> [RAW DATA]:
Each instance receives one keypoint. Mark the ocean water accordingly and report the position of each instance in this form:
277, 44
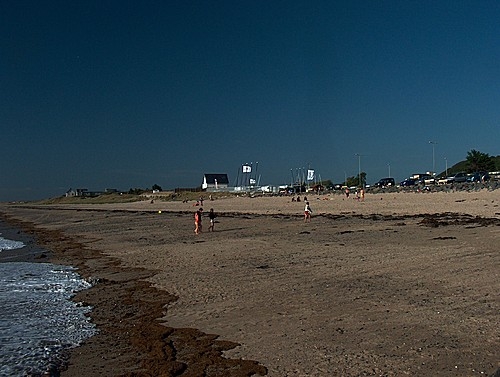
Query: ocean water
38, 321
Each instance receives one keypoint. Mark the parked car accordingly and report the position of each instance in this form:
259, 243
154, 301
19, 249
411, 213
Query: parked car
408, 182
426, 179
385, 182
459, 177
445, 180
479, 176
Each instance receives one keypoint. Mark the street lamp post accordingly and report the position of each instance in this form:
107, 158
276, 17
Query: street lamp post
433, 143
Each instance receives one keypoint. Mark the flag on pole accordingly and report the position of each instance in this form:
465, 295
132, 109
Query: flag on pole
310, 175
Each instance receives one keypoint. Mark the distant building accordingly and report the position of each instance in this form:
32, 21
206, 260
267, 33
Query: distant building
82, 193
215, 181
76, 192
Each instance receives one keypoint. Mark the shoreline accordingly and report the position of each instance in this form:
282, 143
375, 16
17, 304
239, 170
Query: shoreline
150, 269
126, 311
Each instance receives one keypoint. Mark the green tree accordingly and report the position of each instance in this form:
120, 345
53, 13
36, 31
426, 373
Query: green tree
477, 161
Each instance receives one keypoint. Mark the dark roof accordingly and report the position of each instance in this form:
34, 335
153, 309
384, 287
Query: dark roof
221, 179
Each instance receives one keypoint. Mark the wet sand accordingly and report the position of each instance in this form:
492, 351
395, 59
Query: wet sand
400, 284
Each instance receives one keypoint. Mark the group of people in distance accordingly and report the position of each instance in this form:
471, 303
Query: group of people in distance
198, 217
198, 220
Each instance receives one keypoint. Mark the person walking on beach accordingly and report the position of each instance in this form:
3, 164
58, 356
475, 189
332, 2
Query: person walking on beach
307, 212
197, 221
211, 216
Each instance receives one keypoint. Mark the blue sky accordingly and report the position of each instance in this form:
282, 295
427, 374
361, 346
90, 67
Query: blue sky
121, 94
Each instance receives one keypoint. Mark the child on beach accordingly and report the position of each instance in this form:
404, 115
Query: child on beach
211, 216
307, 212
197, 221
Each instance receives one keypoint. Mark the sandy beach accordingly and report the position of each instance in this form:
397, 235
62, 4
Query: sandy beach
399, 284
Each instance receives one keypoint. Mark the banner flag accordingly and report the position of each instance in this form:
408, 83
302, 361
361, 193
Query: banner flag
310, 175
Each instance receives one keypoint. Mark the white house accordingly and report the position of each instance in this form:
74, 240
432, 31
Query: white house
215, 181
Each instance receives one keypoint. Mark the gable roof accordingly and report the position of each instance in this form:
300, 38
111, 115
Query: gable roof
222, 179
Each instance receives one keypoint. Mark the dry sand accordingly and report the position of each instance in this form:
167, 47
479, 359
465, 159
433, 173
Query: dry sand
400, 284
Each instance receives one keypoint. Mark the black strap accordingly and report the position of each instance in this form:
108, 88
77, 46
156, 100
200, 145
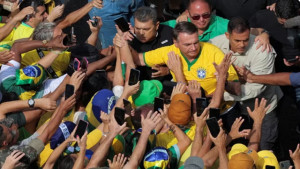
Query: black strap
49, 70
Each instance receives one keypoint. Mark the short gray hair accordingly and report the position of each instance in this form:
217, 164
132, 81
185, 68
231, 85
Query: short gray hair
144, 14
44, 31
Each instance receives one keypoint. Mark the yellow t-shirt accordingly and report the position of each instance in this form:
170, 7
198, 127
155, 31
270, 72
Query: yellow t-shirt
200, 69
59, 65
23, 31
9, 37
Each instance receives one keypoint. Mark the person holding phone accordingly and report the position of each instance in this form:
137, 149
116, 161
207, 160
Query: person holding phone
239, 41
187, 62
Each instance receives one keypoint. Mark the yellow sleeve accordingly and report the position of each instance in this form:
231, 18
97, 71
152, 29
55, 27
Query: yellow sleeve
157, 56
93, 138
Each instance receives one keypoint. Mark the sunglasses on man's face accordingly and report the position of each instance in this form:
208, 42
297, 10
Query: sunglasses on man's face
204, 16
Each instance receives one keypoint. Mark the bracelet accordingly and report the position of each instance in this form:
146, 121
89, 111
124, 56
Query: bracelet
56, 52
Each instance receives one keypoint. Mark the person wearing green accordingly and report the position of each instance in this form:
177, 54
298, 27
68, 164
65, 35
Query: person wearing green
209, 25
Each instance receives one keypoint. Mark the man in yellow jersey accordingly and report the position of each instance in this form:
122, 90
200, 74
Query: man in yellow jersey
188, 59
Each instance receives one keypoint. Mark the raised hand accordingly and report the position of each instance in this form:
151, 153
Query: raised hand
178, 89
118, 161
259, 111
194, 89
235, 133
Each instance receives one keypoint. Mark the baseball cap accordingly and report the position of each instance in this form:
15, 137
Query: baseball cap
149, 89
157, 158
104, 100
180, 109
240, 155
62, 133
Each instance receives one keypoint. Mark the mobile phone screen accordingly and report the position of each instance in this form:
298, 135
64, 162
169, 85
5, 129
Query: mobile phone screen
134, 77
81, 128
158, 103
213, 126
122, 24
69, 91
214, 112
119, 115
127, 106
201, 104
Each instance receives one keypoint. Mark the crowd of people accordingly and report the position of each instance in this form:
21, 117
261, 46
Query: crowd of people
185, 84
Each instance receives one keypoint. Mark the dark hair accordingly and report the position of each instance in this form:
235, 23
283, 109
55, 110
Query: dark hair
143, 110
144, 14
192, 1
2, 136
184, 27
9, 96
286, 9
65, 162
27, 3
93, 84
238, 25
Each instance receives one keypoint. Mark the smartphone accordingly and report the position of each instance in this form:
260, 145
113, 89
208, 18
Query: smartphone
30, 15
134, 77
69, 91
127, 106
214, 112
213, 126
201, 104
158, 103
101, 73
25, 159
270, 167
122, 24
95, 21
168, 87
84, 63
120, 115
72, 38
285, 164
81, 128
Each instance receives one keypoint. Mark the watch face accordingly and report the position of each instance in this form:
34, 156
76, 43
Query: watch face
31, 102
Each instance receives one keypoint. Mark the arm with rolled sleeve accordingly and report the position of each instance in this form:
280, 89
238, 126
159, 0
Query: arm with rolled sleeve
261, 64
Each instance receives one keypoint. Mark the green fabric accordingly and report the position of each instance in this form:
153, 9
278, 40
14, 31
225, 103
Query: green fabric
218, 26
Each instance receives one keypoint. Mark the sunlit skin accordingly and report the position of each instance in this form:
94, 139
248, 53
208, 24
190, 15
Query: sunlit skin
10, 139
200, 8
145, 31
188, 44
238, 41
39, 16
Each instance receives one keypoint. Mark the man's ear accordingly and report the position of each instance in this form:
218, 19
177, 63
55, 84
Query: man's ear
227, 35
157, 25
175, 42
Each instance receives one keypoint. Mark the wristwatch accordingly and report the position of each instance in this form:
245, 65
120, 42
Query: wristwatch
31, 103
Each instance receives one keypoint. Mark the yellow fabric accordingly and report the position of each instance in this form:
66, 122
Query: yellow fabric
23, 31
6, 45
168, 139
200, 69
92, 139
59, 65
9, 37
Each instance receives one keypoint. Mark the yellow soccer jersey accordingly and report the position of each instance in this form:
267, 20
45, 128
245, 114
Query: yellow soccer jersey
23, 31
9, 37
200, 69
59, 65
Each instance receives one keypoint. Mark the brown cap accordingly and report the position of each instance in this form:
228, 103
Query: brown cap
180, 109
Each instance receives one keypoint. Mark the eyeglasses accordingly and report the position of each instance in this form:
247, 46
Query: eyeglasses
204, 16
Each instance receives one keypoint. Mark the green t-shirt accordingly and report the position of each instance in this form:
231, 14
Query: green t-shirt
217, 26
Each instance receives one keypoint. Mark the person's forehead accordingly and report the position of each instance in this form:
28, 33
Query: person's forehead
138, 23
40, 9
199, 7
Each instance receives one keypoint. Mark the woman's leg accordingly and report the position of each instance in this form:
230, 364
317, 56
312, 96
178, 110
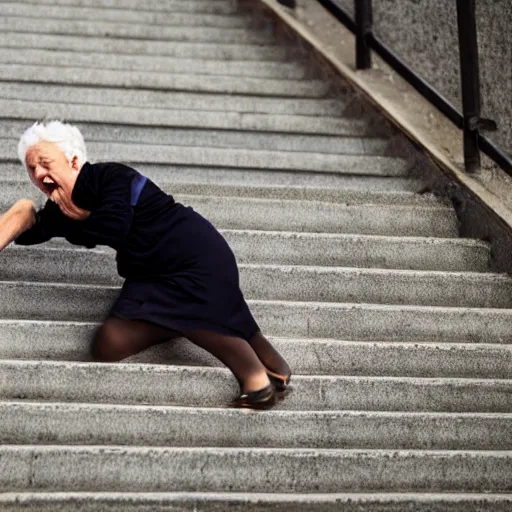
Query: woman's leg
236, 354
117, 339
269, 356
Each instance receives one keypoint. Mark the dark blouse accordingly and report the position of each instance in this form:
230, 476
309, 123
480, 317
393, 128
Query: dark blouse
140, 235
180, 272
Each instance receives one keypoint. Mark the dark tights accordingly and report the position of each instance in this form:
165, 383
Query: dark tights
249, 360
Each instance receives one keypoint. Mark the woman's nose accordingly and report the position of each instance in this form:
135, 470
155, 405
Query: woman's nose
39, 172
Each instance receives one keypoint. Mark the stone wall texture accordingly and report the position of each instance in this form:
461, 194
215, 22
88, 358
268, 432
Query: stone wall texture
424, 34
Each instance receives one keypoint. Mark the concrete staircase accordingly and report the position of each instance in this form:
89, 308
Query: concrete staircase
399, 336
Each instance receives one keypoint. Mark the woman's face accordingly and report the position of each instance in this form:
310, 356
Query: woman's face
49, 169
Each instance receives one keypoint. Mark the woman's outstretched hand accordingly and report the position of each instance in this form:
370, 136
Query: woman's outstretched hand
20, 217
66, 205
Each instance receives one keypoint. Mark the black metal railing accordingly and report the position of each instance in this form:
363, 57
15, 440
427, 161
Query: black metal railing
469, 120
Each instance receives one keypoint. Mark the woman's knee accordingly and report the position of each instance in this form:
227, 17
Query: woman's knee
111, 342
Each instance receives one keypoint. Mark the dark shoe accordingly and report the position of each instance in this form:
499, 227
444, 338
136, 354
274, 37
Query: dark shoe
288, 3
278, 381
262, 399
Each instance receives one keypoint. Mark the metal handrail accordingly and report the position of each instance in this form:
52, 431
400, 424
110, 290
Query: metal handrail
469, 120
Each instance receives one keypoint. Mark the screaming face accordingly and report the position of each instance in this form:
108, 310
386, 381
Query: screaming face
50, 170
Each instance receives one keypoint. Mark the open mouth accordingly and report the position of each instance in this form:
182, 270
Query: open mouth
49, 185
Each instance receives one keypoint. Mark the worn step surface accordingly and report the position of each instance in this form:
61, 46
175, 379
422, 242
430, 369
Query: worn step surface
36, 340
300, 283
85, 424
402, 380
151, 98
215, 387
138, 16
284, 248
298, 184
242, 158
254, 502
95, 61
188, 118
134, 31
196, 6
350, 321
164, 81
70, 468
216, 138
157, 99
181, 49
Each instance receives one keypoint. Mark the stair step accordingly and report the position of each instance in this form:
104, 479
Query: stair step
182, 49
240, 158
68, 468
43, 301
36, 340
196, 6
252, 502
195, 386
162, 100
316, 216
332, 185
248, 140
158, 81
131, 31
358, 251
13, 190
146, 117
150, 64
93, 424
139, 17
284, 248
296, 283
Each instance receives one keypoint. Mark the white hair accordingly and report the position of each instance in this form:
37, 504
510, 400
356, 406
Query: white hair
67, 137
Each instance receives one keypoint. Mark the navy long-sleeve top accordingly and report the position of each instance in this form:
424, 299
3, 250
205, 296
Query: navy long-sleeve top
180, 272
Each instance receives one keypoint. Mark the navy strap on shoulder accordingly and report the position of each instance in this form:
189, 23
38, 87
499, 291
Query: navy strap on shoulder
138, 183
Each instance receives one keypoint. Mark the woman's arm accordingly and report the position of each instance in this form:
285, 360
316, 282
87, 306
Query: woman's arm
18, 219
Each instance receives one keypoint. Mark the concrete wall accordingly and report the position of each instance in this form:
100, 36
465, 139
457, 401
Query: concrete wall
424, 34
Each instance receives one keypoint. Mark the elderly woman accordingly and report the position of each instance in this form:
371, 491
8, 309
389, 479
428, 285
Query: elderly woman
181, 277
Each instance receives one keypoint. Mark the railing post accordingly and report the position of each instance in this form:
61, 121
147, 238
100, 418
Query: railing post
364, 26
470, 82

> [TASK]:
Set down, word for word, every line from the line that holds "Each instance receives one keypoint. Mark the navy strap" to the end of the entries above, including both ends.

> [WRITTEN ANSWER]:
Each instance receives one keypoint. Mark the navy strap on shoulder accordingly and report the position of each instance in this form:
189, 23
38, 87
499, 291
Query: navy strap on shoulder
138, 183
Each instance receives one keypoint. Mark the woman's arm accordingly and report the position of each instance in this form:
285, 360
316, 282
87, 306
Query: woman's arm
18, 219
Each instance receives one keypoint. Mark the concrete wall accordingly and report the position of each instance in this form:
100, 36
465, 139
457, 401
Query: concrete wall
424, 34
Each instance receives one keypoint. Mark the elderly woman accordingly and report the position of each instance in this form:
371, 491
8, 309
389, 479
428, 285
Query: elderly woman
181, 277
Each instance receives one keypoint. Mark the railing post accordingly and report the position of each instance in this form:
61, 121
147, 238
100, 418
Query: railing post
364, 26
470, 82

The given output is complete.